[Part of a data file]
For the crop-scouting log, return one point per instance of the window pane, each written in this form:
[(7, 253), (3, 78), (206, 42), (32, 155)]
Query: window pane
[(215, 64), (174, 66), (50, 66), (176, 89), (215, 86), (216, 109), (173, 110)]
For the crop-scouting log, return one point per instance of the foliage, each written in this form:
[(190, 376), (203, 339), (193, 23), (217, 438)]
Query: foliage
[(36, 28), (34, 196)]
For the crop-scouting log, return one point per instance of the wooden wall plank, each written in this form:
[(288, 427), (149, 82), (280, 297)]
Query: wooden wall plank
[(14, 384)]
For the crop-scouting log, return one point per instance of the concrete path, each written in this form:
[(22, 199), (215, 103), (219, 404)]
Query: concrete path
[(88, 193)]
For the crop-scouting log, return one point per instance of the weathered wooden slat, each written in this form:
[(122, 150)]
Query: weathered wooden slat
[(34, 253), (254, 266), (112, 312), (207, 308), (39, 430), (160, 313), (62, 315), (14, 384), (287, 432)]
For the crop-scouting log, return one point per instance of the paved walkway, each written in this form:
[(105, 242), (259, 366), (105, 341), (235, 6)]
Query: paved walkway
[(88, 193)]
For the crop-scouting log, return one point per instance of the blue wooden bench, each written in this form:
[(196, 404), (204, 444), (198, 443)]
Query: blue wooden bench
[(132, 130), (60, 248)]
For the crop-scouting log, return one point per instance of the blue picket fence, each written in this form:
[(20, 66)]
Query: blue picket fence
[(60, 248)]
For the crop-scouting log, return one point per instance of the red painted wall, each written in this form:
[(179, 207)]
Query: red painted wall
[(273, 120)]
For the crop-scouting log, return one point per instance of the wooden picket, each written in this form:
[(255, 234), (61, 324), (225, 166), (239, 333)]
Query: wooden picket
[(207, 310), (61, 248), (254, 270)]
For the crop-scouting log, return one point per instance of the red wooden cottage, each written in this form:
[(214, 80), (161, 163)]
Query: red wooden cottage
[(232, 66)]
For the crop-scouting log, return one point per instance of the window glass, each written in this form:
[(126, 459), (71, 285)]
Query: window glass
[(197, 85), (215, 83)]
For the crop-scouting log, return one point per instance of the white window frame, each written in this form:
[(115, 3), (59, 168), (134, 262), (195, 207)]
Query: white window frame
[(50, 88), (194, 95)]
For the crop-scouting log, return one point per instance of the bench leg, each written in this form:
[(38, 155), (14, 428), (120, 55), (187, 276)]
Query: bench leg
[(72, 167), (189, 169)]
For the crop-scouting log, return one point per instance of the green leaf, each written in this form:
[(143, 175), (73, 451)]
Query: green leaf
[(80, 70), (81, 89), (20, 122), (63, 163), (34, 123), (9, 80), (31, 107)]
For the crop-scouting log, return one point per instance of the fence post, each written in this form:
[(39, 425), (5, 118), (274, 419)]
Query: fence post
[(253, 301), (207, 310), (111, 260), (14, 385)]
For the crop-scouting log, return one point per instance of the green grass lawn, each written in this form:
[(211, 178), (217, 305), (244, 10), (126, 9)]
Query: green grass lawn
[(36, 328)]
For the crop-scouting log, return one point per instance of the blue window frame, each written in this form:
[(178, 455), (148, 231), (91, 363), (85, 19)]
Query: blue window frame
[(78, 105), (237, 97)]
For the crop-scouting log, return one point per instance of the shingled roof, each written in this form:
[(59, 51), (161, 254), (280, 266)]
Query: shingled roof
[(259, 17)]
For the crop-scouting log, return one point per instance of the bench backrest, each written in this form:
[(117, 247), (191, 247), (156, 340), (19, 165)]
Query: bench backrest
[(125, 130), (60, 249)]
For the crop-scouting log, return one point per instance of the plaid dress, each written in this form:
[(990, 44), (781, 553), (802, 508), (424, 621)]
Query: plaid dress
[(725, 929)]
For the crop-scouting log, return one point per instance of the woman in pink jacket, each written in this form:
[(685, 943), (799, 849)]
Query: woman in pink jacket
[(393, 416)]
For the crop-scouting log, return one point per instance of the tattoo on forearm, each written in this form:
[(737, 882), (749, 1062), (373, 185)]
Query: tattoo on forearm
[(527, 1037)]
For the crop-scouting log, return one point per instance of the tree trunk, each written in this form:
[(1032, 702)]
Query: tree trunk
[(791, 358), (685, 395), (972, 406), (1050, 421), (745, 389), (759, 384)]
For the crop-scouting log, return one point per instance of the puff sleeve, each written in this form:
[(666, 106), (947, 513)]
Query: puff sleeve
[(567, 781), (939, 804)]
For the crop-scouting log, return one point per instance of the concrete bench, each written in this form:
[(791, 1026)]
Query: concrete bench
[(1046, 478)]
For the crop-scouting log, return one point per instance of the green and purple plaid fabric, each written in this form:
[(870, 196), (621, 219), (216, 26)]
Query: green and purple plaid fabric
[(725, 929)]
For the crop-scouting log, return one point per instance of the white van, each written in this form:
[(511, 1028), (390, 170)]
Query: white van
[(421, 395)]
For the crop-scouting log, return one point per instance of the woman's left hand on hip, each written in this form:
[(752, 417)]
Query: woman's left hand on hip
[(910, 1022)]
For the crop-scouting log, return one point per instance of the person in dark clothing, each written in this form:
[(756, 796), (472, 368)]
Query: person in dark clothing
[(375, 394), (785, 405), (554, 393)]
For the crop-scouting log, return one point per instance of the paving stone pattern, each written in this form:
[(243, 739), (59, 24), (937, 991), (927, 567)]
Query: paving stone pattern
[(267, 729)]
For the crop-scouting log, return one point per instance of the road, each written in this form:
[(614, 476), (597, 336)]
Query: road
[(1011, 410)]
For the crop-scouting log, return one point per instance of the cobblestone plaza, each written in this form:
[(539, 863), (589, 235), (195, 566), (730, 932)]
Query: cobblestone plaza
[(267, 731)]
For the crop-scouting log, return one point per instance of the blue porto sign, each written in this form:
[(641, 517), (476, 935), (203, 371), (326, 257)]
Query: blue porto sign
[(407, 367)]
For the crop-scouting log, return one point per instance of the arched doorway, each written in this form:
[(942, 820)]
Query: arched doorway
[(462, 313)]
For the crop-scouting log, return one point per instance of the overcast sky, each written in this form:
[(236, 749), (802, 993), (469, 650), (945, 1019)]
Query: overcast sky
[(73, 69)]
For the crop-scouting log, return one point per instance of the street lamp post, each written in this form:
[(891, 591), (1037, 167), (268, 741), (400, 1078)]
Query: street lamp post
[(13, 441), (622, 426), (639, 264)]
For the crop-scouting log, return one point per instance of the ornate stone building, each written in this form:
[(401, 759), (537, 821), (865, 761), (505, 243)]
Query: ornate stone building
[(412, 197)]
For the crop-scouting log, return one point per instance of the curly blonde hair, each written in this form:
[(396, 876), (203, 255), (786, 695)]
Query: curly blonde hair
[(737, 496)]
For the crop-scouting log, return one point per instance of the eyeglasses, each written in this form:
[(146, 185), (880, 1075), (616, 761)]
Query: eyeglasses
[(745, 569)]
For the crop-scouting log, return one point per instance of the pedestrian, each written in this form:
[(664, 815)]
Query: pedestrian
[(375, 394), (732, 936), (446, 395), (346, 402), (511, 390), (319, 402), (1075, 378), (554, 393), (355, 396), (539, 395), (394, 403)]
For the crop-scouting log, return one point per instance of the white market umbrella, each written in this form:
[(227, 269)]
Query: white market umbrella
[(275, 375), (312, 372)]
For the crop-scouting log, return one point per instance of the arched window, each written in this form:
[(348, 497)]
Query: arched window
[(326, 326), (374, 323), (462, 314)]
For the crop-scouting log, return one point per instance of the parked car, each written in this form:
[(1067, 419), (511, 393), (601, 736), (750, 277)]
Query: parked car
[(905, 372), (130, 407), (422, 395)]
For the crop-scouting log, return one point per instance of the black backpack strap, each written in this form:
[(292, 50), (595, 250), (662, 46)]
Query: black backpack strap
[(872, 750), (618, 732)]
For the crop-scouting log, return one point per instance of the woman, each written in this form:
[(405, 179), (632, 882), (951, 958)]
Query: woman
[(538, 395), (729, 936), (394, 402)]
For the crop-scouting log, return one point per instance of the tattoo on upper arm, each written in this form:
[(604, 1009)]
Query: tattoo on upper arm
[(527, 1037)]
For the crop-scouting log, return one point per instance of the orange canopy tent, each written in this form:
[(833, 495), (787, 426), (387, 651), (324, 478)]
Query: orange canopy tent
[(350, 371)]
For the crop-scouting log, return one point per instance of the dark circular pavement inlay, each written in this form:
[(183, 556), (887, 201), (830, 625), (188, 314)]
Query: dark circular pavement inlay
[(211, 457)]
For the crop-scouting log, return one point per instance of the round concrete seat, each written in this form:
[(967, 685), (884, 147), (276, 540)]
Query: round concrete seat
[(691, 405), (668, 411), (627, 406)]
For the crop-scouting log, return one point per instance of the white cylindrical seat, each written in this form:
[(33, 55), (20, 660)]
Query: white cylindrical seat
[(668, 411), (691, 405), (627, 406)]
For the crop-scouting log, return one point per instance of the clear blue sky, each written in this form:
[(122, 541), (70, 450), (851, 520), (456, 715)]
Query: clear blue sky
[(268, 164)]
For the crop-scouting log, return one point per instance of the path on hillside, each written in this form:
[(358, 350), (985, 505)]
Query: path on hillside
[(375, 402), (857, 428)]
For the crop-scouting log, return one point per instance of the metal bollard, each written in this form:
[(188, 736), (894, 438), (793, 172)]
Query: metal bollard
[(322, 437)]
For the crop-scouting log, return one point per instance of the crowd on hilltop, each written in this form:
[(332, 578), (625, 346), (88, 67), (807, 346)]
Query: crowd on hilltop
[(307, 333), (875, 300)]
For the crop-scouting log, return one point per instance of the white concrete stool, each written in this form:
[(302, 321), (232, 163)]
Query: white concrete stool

_Job_.
Rewrite the stretch from the line containing "of the street" through the line containing "[(350, 371)]", swapping "crop-scouting log" for "field survey log" and leaving everything else untouched. Output only those lines.

_Solution for this task_.
For the field survey log, return one point per instance of the street lamp post, each written in this form:
[(891, 591), (1037, 167), (268, 741), (400, 1078)]
Query: street lamp post
[(13, 441), (622, 426), (639, 264)]
For the field survey log, return one point per instance of the ornate stone building, each written in this form:
[(401, 759), (537, 821), (865, 761), (505, 243)]
Query: ornate stone building
[(412, 197)]
For the field survey log, return one point per instance of the curly blonde hair, each written in this form:
[(396, 876), (203, 255), (786, 695)]
Query: curly blonde hair
[(737, 496)]
For the field survey log, return one point per instance of the eyeglasses, each written in this form:
[(146, 185), (880, 1075), (616, 761)]
Query: eyeglasses
[(745, 569)]
For the field survey log, return one point per instance of the pedestrian, each written in this form:
[(664, 815)]
Query: pedestrian
[(375, 394), (732, 936), (446, 395), (346, 402), (511, 390), (319, 402), (1075, 378), (554, 393), (355, 396), (539, 395), (394, 403)]
For the field survey log, return one point per instance of the white market umbrella, each written in this form:
[(227, 269)]
Query: white market umbrella
[(275, 375), (312, 372)]
For the field survey log, return one point per instance of the arched window, each written in this form:
[(348, 497)]
Query: arched window
[(326, 326), (374, 323), (462, 314)]
For the field survey log, return one point per instance of the parked car, each written in this form:
[(1067, 419), (511, 393), (601, 736), (750, 277)]
Query: parked car
[(905, 372), (130, 407), (422, 395)]
For the field survey log, return one point per instance of the black backpack strap, each written in this form:
[(292, 50), (595, 250), (662, 46)]
Query: black backpack strap
[(872, 750), (618, 732)]
For the field survey log, return one point per instance of the woman, each written in this form:
[(405, 179), (632, 882), (951, 958)]
Query: woman
[(538, 395), (729, 936), (394, 402)]
For the field survey log, return one point per instance of the tattoo on upper arm, each written in this form:
[(604, 1009)]
Query: tattoo on upper arm
[(527, 1037)]
For the field survey log, return one point per instance of the orange canopy tent, each written in this form:
[(833, 495), (787, 426), (387, 651), (324, 478)]
Query: orange canopy tent
[(350, 371)]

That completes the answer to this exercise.